→ To do: The following data has a line with "In the photo above, where can the small" and a line with "Target: small orange flower in background". Write out exactly those lines and all the lines between them.

Saved entries:
============

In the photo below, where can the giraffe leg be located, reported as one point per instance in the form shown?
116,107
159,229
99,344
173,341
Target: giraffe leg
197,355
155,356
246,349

============

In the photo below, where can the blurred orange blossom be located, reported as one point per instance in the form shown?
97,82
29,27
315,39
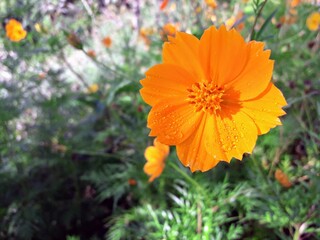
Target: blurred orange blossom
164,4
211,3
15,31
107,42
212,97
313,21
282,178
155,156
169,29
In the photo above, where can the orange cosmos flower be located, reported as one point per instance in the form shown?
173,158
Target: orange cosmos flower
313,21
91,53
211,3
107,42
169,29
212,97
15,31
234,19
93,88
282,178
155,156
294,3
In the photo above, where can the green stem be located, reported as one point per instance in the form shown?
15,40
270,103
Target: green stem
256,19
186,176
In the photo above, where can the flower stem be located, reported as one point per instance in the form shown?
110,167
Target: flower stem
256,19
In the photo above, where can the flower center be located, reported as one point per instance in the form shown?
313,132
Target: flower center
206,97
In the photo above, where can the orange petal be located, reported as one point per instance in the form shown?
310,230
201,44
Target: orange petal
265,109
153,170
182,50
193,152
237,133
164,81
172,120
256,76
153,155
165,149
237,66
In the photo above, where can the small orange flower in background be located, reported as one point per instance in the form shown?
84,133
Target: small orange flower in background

============

→ Answer box:
In the photo above, where can the small orange flower in background be located, reported as one point per instance in the form shown?
84,133
Target: small orange flower in background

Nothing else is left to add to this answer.